Data extracted from a collection:

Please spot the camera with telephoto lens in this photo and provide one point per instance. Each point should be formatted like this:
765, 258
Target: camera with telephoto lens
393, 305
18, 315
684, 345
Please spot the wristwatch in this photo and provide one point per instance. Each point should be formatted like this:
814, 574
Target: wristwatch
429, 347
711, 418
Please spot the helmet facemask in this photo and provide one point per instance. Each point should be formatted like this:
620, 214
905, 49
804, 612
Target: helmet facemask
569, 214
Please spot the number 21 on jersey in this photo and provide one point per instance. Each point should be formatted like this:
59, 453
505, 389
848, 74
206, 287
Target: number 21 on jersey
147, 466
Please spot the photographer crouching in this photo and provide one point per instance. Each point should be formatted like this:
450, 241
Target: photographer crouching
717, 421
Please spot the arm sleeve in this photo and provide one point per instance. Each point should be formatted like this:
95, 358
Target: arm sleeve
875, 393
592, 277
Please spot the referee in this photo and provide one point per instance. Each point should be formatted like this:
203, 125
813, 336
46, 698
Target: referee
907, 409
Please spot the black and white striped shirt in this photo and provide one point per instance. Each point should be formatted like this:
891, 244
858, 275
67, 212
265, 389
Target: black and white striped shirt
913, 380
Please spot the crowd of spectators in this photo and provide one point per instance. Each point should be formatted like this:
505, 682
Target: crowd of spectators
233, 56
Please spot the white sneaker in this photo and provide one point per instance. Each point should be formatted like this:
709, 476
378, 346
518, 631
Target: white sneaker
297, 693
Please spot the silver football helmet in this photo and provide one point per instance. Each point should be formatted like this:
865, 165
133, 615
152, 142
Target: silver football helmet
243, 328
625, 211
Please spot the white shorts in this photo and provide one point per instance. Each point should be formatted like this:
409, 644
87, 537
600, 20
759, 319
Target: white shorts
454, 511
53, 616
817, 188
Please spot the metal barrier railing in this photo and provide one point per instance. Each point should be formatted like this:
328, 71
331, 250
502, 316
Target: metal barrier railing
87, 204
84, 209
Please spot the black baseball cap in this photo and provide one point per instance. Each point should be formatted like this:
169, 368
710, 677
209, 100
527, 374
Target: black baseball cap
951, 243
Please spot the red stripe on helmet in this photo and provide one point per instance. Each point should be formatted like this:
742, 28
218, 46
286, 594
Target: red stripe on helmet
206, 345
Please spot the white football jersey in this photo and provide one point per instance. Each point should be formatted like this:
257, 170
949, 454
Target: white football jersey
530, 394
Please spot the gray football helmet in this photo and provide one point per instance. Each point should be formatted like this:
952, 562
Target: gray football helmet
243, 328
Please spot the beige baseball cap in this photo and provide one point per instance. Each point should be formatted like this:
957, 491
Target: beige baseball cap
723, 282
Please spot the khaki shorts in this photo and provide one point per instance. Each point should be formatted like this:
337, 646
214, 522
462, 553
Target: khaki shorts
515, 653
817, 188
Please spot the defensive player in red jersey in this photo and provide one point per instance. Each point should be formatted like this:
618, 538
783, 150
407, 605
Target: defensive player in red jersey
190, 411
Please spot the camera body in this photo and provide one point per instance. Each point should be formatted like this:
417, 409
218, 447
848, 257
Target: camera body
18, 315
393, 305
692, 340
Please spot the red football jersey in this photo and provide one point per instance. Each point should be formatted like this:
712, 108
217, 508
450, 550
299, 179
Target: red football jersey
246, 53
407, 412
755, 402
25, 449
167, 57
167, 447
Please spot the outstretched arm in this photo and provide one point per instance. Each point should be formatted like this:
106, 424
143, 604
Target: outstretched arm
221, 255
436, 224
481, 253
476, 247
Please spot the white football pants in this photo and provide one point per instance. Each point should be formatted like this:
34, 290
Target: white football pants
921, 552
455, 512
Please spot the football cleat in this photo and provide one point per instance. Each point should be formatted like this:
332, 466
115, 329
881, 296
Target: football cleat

**Task instructions**
With "cleat" as the string to find, copy every line of the records that holds it.

**Output of the task**
Please spot the football cleat in this photo and provide one point per instance. Each point should be formatted like this:
Target: football cleat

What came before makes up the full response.